> _WORK TASK 1_:
In the forum post, which ffmpeg filter does the frame extraction rely on?
> _WORK TASK 2_:
Rewrite the stretch of the forum post from "This was mentioned" through "episodes into datasets.", changing "anime episodes" to "cartoon episodes".

> _EXTRACT_:

▼▼▼

This was mentioned a couple times on the main general, and while its pretty messy, some of the pieces on their own do work, just nothing to make it a straight automated pipeline or even something hassle free to run that is turn key at the moment. I figured that since everyone here is more less more determined and committed to the craft, that maybe we could get some of the best minds, and a little push from ChatGPT, to get this working to help streamline the process of turning anime episodes into datasets.
https://github.com/cyber-meow/anime_screenshot_pipeline
Let me provide some of my notes and observations from what I have done so far:
With frame extraction, as stated in the github, you are turning a 24 minute animation of about 34k frames and condensing it to an average of 4k/6k/9k non-frozen/dead frames, depending on the show, episode, studio, or era of said source. The work is being done by ffmpeg's `mpdecimate` which's purpose is to "drop frames that do not differ greatly from the previous frame in order to reduce frame rate."

▲▲▲

> _SUPPLIED ENTRIES_:
▼▼▼

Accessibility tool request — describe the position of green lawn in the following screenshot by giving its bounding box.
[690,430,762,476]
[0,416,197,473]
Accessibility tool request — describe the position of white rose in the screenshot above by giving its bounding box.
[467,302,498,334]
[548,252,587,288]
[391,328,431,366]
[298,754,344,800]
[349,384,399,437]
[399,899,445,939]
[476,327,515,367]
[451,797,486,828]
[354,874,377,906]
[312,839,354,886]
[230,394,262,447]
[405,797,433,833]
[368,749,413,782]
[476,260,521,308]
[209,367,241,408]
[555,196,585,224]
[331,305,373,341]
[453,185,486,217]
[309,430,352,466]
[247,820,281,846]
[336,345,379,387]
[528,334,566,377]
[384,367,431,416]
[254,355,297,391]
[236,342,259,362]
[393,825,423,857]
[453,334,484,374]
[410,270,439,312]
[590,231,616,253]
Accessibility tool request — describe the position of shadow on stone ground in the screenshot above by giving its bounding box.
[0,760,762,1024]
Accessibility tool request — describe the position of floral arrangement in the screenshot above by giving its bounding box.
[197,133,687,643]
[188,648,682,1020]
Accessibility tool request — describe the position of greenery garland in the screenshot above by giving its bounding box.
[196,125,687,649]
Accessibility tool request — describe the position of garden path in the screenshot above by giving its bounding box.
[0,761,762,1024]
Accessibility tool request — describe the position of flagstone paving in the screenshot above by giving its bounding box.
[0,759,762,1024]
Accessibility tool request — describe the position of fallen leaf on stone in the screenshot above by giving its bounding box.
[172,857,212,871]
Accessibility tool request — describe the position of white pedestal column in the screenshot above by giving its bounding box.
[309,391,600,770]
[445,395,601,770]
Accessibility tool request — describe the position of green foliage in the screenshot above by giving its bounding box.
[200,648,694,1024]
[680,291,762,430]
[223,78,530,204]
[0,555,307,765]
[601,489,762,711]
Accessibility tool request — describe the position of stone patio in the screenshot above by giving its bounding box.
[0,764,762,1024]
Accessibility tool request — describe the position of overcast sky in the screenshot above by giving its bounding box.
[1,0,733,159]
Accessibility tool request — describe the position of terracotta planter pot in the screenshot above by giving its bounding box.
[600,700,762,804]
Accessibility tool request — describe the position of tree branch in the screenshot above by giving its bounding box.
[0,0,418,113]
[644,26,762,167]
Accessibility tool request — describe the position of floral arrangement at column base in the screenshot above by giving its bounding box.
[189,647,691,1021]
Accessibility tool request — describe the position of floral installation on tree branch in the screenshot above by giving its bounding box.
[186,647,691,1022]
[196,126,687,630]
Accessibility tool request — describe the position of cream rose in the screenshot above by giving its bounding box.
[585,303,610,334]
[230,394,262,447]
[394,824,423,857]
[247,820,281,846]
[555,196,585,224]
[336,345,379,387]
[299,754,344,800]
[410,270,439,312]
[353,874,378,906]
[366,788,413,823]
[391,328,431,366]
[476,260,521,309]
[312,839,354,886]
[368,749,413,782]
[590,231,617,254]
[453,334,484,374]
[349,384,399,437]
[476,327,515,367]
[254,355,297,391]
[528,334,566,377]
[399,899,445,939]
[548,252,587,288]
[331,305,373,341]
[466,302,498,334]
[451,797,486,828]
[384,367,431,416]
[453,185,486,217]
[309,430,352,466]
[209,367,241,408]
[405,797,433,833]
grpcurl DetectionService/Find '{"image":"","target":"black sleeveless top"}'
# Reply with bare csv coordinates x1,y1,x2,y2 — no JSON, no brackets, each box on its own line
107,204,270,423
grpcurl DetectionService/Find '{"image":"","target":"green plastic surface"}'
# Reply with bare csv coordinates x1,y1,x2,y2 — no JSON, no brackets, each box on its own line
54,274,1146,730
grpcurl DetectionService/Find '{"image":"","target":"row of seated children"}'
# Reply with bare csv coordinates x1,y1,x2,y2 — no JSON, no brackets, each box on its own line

▲▲▲

> _WRITTEN ANSWER 1_:
It relies on ffmpeg's `mpdecimate` filter.

> _WRITTEN ANSWER 2_:
This was mentioned a couple times on the main general, and while its pretty messy, some of the pieces on their own do work, just nothing to make it a straight automated pipeline or even something hassle free to run that is turn key at the moment. I figured that since everyone here is more less more determined and committed to the craft, that maybe we could get some of the best minds, and a little push from ChatGPT, to get this working to help streamline the process of turning cartoon episodes into datasets.